WORK TO COMPLETE - Pull every line that holds the word "seated" from the entries.

------------

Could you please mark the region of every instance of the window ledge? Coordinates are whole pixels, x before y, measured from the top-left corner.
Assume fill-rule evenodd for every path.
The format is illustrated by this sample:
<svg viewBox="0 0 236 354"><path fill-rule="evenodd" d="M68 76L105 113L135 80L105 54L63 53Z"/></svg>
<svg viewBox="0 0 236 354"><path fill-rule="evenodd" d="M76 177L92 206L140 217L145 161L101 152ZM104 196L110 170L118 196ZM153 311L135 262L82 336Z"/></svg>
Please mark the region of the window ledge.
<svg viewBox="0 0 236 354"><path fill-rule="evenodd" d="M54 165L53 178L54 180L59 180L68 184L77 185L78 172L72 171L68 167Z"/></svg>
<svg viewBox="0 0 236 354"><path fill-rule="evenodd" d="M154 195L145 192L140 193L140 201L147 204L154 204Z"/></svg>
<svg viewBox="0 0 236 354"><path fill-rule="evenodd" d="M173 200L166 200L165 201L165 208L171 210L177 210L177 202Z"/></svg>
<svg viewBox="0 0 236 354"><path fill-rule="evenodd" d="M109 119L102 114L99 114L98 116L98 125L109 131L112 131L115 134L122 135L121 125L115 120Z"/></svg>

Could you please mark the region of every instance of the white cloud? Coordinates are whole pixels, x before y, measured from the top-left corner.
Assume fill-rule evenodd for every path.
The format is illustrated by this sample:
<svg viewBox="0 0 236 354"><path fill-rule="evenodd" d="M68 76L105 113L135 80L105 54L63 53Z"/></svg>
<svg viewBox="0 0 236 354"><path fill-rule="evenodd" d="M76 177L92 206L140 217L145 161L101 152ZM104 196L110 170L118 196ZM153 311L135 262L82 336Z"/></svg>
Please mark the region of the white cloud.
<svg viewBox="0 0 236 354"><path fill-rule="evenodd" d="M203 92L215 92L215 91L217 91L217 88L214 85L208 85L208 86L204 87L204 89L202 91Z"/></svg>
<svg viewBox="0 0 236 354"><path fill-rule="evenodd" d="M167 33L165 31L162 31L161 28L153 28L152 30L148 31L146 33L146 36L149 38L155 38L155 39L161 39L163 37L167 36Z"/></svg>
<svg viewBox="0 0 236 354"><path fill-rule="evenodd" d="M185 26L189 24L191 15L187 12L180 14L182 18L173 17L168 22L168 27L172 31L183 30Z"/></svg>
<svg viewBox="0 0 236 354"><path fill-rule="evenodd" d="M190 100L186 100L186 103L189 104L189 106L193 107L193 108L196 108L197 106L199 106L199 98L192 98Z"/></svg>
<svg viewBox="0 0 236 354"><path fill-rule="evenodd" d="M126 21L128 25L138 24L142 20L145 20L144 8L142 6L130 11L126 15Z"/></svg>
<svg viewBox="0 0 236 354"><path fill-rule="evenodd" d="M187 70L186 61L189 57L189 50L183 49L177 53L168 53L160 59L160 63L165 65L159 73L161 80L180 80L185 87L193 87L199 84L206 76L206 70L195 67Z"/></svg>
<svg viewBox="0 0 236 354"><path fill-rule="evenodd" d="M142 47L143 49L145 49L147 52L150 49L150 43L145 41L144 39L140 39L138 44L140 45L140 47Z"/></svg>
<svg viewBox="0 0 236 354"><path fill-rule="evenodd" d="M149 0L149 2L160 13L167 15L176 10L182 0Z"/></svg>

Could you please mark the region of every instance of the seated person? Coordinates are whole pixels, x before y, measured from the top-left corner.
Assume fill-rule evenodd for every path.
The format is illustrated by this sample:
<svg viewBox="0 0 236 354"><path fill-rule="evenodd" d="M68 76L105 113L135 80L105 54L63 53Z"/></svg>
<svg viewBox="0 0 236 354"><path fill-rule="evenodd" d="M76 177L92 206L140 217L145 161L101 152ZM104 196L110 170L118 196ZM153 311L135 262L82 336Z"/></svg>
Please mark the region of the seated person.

------------

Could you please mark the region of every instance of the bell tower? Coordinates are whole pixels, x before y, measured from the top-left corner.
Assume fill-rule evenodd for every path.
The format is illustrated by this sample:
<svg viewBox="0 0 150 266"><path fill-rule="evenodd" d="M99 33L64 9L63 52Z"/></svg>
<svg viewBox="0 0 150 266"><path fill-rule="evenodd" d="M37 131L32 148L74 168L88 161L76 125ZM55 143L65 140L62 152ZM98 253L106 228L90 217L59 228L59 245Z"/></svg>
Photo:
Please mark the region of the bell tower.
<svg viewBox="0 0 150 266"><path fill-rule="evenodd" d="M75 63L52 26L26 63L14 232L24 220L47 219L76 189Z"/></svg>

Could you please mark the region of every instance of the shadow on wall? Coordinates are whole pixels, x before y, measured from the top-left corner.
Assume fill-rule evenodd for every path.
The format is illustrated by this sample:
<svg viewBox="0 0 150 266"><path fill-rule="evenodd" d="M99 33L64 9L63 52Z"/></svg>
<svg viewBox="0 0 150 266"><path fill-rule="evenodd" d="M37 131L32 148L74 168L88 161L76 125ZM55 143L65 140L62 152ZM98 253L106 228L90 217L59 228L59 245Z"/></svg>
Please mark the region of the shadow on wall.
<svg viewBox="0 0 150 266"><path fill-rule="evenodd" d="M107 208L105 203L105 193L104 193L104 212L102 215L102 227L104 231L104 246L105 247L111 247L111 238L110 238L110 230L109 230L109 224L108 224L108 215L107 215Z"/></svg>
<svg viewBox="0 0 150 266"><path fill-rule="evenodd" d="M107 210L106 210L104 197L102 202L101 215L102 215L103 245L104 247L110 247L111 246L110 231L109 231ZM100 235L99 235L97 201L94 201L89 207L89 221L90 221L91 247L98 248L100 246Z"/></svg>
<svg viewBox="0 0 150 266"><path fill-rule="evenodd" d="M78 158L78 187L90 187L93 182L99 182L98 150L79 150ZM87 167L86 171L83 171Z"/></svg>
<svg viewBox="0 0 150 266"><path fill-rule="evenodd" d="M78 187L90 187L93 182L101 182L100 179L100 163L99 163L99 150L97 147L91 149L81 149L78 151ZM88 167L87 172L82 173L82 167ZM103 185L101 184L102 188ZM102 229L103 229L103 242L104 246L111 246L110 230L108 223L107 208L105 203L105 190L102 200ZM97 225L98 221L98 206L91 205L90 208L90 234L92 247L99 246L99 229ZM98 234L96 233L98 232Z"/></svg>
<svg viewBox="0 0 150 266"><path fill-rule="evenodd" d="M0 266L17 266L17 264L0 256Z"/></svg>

------------

RESULT OF THE TASK -
Could you please mark the region of every instance of the seated person? Coordinates are whole pixels, x before y, measured from the top-left corner.
Please mark the region of the seated person.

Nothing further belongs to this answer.